* [TASK]:
Copy out every line of the material below with no changes at all.
── SUPPLIED INFORMATION ──
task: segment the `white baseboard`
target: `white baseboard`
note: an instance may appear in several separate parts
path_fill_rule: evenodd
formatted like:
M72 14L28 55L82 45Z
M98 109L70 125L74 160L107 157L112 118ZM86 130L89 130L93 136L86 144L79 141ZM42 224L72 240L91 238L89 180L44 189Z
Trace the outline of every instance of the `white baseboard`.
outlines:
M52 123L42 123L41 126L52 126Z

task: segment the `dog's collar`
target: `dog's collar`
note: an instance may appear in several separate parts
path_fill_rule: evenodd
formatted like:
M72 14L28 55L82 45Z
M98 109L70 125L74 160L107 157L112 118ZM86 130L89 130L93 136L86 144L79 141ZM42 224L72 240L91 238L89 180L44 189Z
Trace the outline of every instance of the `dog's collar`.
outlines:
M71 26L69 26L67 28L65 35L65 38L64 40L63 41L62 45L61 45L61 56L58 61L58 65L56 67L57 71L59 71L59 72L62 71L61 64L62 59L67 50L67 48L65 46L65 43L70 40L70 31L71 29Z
───
* [ANSWER FOR THE TASK]:
task: segment the `white baseboard`
target: `white baseboard`
note: an instance may appear in several separate parts
path_fill_rule: evenodd
formatted like:
M72 14L28 55L82 45Z
M98 109L70 125L74 160L107 157L112 118ZM86 130L89 130L93 136L86 144L79 141ZM42 224L72 240L91 238L89 180L44 189Z
Trace the outline of every instance of the `white baseboard`.
outlines:
M52 123L42 123L41 126L52 126Z

task: segment the `dog's collar`
target: `dog's collar`
note: an instance may appear in several separate parts
path_fill_rule: evenodd
formatted like:
M72 14L28 55L82 45Z
M98 109L70 125L74 160L107 157L112 118ZM86 130L89 130L93 136L86 144L79 141ZM42 224L72 240L91 238L89 180L44 189Z
Trace the outline of every instance of the `dog's collar`.
outlines:
M71 26L69 26L67 28L65 35L65 38L64 40L63 41L62 45L61 45L61 56L58 61L58 65L56 67L57 71L59 71L59 72L62 71L61 64L62 59L67 50L67 48L65 46L65 43L70 40L70 31L71 29Z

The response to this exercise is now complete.